JOBS:
1. List every kind of boat or ship that the river passage mentions, leaving out individual ship names.
2. Reproduce the part of the river passage starting with "The Euphrates from" and going on through "out towards Canaan.".

SELECTED PASSAGE:
== == ==
The rest pushed on. Across the bend, some two or three miles away, the Turkish gunboat Marmaris was putting on every ounce of fuel she had, and a mass of mahailas and tugs were doing their best to escape the Nemesis that awaited them. Then the sloops opened fire, and a desultory cannonade was kept up as it grew darker and darker. At last it was too dark to get any sort of aim, and firing ceased. The Marmaris had been set alight by her crew, but we captured the whole of the enemy's flotilla.



Ezra's Tomb is a splendid spot to look at. Mosquitoes at times makes it far from pleasant to live in. The blue-tiled dome surrounded by palms, one of which is bending down in a manner strange to such a straight-growing tree, is an oasis in a vast wilderness of nothing in particular.

The Euphrates from a scenic point of view might be described as more wooded than the Tigris. There are some delightful glimpses of waterside verdure and rush-covered shores. To the archaeologist and the historian Mugheir is intensely interesting, for the great mound discloses the site of the ancient Ur—Ur of the Chaldees—from which Abraham set out towards Canaan.
== == ==
INFORMATION SHOWN:
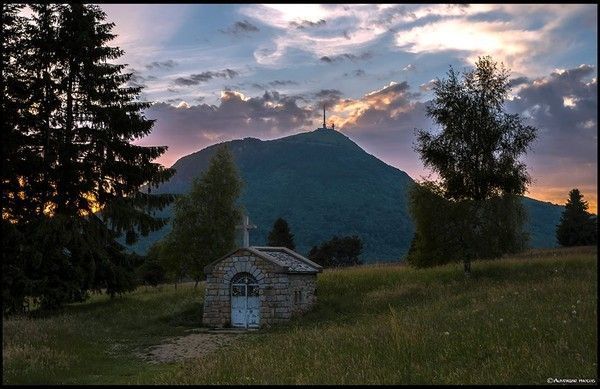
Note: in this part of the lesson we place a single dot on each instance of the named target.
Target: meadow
(517, 320)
== == ==
TASK-BY-TASK SOLUTIONS:
1. gunboat, mahailas, tugs, sloops

2.
The Euphrates from a scenic point of view might be described as more wooded than the Tigris. There are some delightful glimpses of waterside verdure and rush-covered shores. To the archaeologist and the historian Mugheir is intensely interesting, for the great mound discloses the site of the ancient Ur—Ur of the Chaldees—from which Abraham set out towards Canaan.